Tujuan >>
Teruskan teks tentang hukum memanfaatkan BPJS menurut Islam, mulai setelah kalimat terakhir yang tertulis.

Teks yang Disediakan >>
-- -- --

Kesehatan dalam paradigma kapitalisme ialah jasa yang harus dikomersialkan. Negara sebagai regulator menjamin komersialisasi tersebut. Kita bisa mengindra pelayanan kesehatan yang tunduk pada kepentingan bisnis ini.
Lihat saja, pelayanan kesehatan terbaik hanya diberikan bagi pasien yang mampu membayar. Jadilah jaminan kesehatan kapitalis neoliberalisme benar-benar kosong dari aspek kemanusiaan. Fasilitas kesehatan bisa diubah menjadi tempat “perjudian nyawa” pasien.
Pelayanan Kesehatan dalam Islam
BPJS merupakan akad batil karena merupakan akad asuransi (at-ta’miin) konvensional yang sudah diharamkan syara. Selain itu BPJS bertentangan dengan politik kesehatan dalam Islam yang menggratiskan layanan kesehatan dari pemerintah kepada rakyat.
Maka dari itu, segala konsekuensi akad (muqtadha al-‘aqad) dari akad asuransi tersebut juga haram hukumnya, seperti pemanfaatan BPJS untuk mendapat layanan kesehatan gratis dari pemerintah.
Kaidah fikih menyebutkan, “Idza saqatha al-ashlu saqatha al-far’u (jika perkara pokok sudah gugur, gugur pula perkara cabangnya).” (M. Shidqi al-Burnu, Mausu’ah Al-Qawa’id Al-Fiqhiyah, 1/271).
Hanya saja, keharaman pemanfaatan BPJS berubah menjadi boleh jika terjadi kondisi darurat, yakni kondisi terancamnya jiwa seseorang jika tidak melakukan yang haram. Jika kondisi seseorang belum sampai kondisi darurat ini, pemanfaatan BPJS tetap haram.
Imam Suyuthi mendefinisikan darurat sebagai berikut,
“Darurat adalah sampainya seseorang pada batas yang jika ia tidak memakan yang diharamkan, ia akan binasa (mati) atau mendekati binasa (buluughu haddan in lam yatanaawal al-mamnu’ halaka aw qaaraba).” (Imam Suyuthi, Al-Asybah wa An-Nazha’ir, hlm. 61).
Imam Taqiyuddin an-Nabhani menjelaskan definisi darurat yang semakna dengan definisi Imam Suyuthi sebagai berikut,
“Darurat adalah keterpaksaan yang sangat mendesak yang dikhawatirkan akan dapat menimbulkan kebinasaan/kematian (al-idhthirar al-mulji’ alladzi yukhsya minhu al-halak).” (Taqiyuddin an-Nabhani, Asy-Syakhshiyah al-Islamiyah, III/477).
Maka dari itu, jika menurut dokter muslim yang tsiqah, penyakit hepatitis tersebut sudah sampai pada definisi darurat, yakni kondisi terancamnya jiwa, maka berarti boleh hukumnya memanfaatkan BPJS. Jika belum sampai definisi darurat tersebut, berarti BPJS tetap haram.

-- -- --

Entri yang Disediakan >>

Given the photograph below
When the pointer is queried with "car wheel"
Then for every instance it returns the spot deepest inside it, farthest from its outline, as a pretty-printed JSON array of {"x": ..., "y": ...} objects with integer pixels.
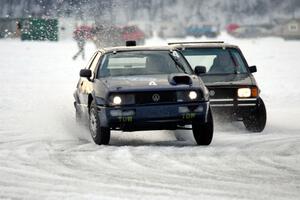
[
  {"x": 256, "y": 120},
  {"x": 100, "y": 135},
  {"x": 203, "y": 132}
]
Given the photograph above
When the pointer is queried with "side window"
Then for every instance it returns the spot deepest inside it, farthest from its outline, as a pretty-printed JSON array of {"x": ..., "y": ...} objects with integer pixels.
[
  {"x": 93, "y": 65},
  {"x": 91, "y": 60}
]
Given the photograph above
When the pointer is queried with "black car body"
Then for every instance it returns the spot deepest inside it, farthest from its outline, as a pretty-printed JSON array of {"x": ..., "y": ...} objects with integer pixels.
[
  {"x": 233, "y": 90},
  {"x": 142, "y": 88}
]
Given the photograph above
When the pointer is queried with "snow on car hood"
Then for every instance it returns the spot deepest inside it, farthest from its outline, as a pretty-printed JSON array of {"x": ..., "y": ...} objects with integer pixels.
[
  {"x": 228, "y": 79},
  {"x": 148, "y": 81}
]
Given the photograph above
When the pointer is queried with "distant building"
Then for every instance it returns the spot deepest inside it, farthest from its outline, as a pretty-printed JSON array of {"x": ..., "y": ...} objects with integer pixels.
[{"x": 291, "y": 29}]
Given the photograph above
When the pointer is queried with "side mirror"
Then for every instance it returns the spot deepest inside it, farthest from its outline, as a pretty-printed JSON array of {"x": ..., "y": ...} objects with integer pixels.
[
  {"x": 253, "y": 69},
  {"x": 200, "y": 70},
  {"x": 85, "y": 73}
]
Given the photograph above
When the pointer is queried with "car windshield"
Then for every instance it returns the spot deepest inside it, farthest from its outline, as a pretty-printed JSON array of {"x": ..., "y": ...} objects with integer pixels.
[
  {"x": 143, "y": 63},
  {"x": 216, "y": 60}
]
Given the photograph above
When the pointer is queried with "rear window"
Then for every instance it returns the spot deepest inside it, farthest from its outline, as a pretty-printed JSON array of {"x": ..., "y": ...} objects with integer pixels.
[{"x": 216, "y": 60}]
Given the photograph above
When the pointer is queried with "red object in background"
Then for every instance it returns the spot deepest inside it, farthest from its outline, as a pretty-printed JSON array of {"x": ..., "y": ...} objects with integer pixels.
[
  {"x": 232, "y": 27},
  {"x": 84, "y": 31},
  {"x": 132, "y": 33}
]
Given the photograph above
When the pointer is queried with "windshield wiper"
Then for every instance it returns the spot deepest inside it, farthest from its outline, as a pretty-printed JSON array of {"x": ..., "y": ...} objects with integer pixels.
[
  {"x": 178, "y": 64},
  {"x": 234, "y": 62}
]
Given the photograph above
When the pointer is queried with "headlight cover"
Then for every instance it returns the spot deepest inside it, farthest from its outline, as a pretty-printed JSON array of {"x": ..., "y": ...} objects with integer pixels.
[
  {"x": 193, "y": 95},
  {"x": 244, "y": 92},
  {"x": 121, "y": 99},
  {"x": 117, "y": 100}
]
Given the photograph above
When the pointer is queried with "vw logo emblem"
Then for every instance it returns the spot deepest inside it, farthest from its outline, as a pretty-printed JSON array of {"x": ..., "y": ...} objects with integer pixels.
[
  {"x": 155, "y": 97},
  {"x": 152, "y": 83},
  {"x": 212, "y": 93}
]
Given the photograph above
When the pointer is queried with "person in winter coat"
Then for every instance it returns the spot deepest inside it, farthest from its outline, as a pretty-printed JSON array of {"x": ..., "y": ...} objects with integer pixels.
[{"x": 80, "y": 37}]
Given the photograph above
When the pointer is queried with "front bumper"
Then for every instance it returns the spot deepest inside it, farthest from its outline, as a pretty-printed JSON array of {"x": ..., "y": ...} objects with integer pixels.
[
  {"x": 152, "y": 117},
  {"x": 235, "y": 108}
]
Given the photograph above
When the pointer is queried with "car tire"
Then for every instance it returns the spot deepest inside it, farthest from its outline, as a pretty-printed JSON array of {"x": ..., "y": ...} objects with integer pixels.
[
  {"x": 100, "y": 135},
  {"x": 203, "y": 132},
  {"x": 256, "y": 120}
]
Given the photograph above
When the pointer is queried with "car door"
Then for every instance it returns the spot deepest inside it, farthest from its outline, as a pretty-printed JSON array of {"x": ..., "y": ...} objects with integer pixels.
[{"x": 85, "y": 86}]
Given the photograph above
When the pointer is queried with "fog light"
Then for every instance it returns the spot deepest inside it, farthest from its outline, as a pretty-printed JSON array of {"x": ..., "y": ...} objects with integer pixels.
[
  {"x": 244, "y": 92},
  {"x": 127, "y": 113},
  {"x": 193, "y": 95},
  {"x": 116, "y": 113},
  {"x": 199, "y": 109},
  {"x": 183, "y": 109},
  {"x": 117, "y": 100}
]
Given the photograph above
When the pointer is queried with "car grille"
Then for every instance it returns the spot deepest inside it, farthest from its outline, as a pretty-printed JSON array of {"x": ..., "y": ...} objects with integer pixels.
[
  {"x": 155, "y": 97},
  {"x": 222, "y": 93}
]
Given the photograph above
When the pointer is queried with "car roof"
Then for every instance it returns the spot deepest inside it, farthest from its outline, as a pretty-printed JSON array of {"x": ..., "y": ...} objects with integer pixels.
[
  {"x": 136, "y": 48},
  {"x": 207, "y": 44}
]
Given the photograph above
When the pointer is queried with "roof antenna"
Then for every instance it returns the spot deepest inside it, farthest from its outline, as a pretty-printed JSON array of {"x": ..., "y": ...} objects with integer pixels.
[{"x": 130, "y": 43}]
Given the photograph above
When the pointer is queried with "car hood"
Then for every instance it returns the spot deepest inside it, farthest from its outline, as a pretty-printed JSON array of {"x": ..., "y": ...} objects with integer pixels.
[
  {"x": 143, "y": 82},
  {"x": 228, "y": 79}
]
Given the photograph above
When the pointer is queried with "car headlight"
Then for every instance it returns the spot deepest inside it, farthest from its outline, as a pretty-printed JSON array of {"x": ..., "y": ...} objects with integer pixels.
[
  {"x": 121, "y": 99},
  {"x": 193, "y": 95},
  {"x": 206, "y": 94},
  {"x": 117, "y": 100},
  {"x": 244, "y": 92}
]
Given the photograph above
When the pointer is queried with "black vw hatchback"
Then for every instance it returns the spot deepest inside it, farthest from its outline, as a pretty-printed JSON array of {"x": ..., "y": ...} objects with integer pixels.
[
  {"x": 234, "y": 93},
  {"x": 142, "y": 88}
]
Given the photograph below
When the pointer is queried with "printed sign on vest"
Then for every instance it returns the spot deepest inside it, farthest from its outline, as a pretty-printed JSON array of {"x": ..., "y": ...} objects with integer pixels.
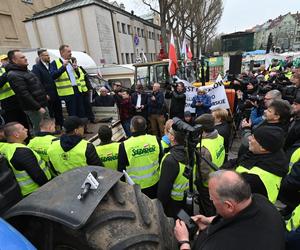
[{"x": 216, "y": 91}]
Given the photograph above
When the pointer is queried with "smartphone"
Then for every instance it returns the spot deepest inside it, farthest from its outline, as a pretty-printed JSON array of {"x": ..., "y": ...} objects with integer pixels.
[{"x": 190, "y": 223}]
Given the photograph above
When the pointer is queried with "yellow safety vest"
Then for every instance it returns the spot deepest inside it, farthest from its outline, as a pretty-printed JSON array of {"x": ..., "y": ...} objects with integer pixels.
[
  {"x": 271, "y": 181},
  {"x": 26, "y": 184},
  {"x": 164, "y": 144},
  {"x": 64, "y": 161},
  {"x": 63, "y": 83},
  {"x": 288, "y": 74},
  {"x": 81, "y": 81},
  {"x": 108, "y": 155},
  {"x": 294, "y": 158},
  {"x": 41, "y": 144},
  {"x": 181, "y": 183},
  {"x": 294, "y": 222},
  {"x": 143, "y": 157},
  {"x": 215, "y": 148},
  {"x": 6, "y": 91}
]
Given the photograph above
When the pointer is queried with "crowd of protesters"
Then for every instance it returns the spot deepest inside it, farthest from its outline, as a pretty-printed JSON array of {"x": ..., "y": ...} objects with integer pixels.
[{"x": 265, "y": 117}]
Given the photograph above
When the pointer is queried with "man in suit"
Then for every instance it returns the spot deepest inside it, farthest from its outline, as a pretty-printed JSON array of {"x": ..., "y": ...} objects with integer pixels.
[{"x": 41, "y": 70}]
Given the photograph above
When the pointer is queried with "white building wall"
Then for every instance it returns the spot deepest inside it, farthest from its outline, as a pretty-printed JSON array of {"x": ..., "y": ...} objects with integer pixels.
[
  {"x": 69, "y": 24},
  {"x": 92, "y": 33},
  {"x": 106, "y": 35},
  {"x": 48, "y": 32},
  {"x": 32, "y": 36}
]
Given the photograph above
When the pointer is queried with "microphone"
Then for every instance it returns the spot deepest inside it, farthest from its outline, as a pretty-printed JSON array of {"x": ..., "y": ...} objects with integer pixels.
[{"x": 89, "y": 183}]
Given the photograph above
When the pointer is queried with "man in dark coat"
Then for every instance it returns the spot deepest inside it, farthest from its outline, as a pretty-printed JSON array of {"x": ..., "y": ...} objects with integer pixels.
[
  {"x": 243, "y": 221},
  {"x": 139, "y": 101},
  {"x": 41, "y": 70},
  {"x": 27, "y": 87},
  {"x": 177, "y": 101}
]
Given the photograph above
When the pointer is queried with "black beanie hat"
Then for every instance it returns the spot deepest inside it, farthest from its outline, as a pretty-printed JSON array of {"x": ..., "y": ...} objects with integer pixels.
[{"x": 271, "y": 138}]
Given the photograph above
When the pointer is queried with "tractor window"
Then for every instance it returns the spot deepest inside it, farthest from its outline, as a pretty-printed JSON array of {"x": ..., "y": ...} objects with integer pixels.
[{"x": 142, "y": 74}]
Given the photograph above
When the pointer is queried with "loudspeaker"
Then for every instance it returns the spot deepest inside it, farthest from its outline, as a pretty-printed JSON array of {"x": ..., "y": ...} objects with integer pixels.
[{"x": 235, "y": 64}]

-- -- --

Hasil Tugas >>
Pelayanan kesehatan dan pengobatan adalah kebutuhan dasar yang wajib disediakan oleh negara secara gratis untuk seluruh rakyat tanpa memperhatikan tingkat ekonomi mereka.
Pelayanan kesehatan dalam Islam memiliki empat sifat. Pertama, universal. Tidak ada pembedaan dalam pemberian layanan kepada rakyat. Kedua, bebas biaya. Rakyat tidak dipungut biaya untuk mendapat pelayanan kesehatan.
Ketiga, seluruh rakyat mudah mengakses tempat pengobatan. Keempat, pelayanan mengikuti kebutuhan medis tidak dibatasi oleh plafon.
Pelayanan kesehatan dalam Islam gratis berkualitas karena sumber kekayaan negara diatur syariat banyak pos pemasukan dari kepemilikan SDAE dan sumber lainnya.
Pembiayaan kesehatan dalam sistem Islam didapatkan dari sumber-sumber pemasukan negara. Yaitu dari pengelolaan harta kekayaan umum, termasuk hutan, tambang, minyak, dan gas.
Juga dari kharaj, jizyah, ganimah, fai, usyur, dan pengelolaan harta milik negara lainnya. Ini semua memudahkan Pemimpin Islam memberikan pelayanan kesehatan yang berkualitas dan gratis bagi seluruh rakyat.
Dalam Islam, kesehatan adalah kebutuhan asasi masyarakat. Tidak boleh dikapitalisasi atau dijadikan ladang bisnis meraup keuntungan sebanyak-banyaknya.
Hal ini pernah terterapkan pada masa Khilafah. Bukhari dan Muslim meriwayatkan dari Anas ra. yang menuturkan bahwa rombongan orang dari Kabilah ‘Urainah masuk Islam. Lalu dari mereka ada yang jatuh sakit di Madinah.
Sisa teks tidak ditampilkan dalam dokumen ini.